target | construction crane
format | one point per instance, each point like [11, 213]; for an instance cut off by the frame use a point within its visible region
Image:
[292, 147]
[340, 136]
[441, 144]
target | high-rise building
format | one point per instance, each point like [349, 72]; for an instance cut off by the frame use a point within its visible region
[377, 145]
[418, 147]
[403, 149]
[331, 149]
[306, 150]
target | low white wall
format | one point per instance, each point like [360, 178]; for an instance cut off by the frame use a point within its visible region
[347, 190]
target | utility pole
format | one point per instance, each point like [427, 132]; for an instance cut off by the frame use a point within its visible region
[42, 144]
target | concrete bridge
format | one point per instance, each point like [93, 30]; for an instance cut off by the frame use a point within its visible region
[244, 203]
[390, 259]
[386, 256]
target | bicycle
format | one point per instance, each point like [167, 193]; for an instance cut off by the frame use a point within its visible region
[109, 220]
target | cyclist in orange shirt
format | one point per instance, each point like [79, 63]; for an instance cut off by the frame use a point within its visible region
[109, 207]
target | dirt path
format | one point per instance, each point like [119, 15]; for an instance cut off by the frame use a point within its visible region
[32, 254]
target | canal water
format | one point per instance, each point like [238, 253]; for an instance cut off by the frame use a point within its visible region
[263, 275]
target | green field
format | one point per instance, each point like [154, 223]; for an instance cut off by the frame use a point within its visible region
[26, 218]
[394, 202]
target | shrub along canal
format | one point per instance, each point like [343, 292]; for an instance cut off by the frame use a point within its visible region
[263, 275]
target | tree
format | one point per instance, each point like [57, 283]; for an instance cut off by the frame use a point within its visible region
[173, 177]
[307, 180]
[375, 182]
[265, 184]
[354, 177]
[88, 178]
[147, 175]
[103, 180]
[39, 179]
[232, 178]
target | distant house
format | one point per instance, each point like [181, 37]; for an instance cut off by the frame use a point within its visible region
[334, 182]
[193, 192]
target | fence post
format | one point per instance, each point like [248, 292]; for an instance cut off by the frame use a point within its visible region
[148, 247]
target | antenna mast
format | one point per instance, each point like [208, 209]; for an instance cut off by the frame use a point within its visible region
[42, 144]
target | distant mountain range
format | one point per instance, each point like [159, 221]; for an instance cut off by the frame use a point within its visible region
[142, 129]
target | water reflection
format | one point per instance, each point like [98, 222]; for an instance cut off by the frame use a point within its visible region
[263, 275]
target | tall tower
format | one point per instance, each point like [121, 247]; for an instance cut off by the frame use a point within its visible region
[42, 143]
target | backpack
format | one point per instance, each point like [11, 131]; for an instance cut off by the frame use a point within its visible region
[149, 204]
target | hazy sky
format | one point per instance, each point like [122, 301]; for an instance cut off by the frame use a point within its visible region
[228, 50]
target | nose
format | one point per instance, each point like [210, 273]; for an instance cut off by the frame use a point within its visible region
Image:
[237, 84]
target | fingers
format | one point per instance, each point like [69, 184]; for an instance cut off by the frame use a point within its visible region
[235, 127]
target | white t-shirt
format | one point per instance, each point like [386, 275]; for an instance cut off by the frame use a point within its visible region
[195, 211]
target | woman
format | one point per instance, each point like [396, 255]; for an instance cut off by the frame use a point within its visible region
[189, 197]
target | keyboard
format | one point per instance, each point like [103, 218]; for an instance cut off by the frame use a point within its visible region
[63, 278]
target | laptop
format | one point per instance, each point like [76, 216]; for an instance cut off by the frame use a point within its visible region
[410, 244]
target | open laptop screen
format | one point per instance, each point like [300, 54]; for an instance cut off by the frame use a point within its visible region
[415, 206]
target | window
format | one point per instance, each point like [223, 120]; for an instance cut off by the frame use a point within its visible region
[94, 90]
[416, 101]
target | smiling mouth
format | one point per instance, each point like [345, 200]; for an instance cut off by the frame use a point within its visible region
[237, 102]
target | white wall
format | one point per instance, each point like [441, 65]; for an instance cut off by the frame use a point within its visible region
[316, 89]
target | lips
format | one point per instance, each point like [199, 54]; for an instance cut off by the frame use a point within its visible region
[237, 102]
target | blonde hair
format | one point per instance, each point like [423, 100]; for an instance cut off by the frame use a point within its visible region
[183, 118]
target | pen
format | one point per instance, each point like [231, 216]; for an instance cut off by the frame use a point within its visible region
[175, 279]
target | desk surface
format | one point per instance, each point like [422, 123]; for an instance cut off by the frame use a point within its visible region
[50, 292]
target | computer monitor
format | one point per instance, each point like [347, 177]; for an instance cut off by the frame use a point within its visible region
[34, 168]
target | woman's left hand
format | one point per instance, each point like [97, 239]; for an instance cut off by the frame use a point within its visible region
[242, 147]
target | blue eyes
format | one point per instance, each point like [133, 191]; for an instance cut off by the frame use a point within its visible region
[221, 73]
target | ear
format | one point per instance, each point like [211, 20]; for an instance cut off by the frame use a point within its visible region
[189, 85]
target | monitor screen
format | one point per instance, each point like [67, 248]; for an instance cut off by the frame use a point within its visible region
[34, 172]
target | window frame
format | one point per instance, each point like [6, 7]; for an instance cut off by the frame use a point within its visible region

+++

PROBLEM REQUIREMENTS :: Repeat the data word for word, starting with the line that contains "target | window frame" and going on through the end of the data.

SOLUTION TO THE PROBLEM ::
target | window frame
format | one point per instance, each point like [6, 7]; for an instance cut off by the frame use a point within its visible region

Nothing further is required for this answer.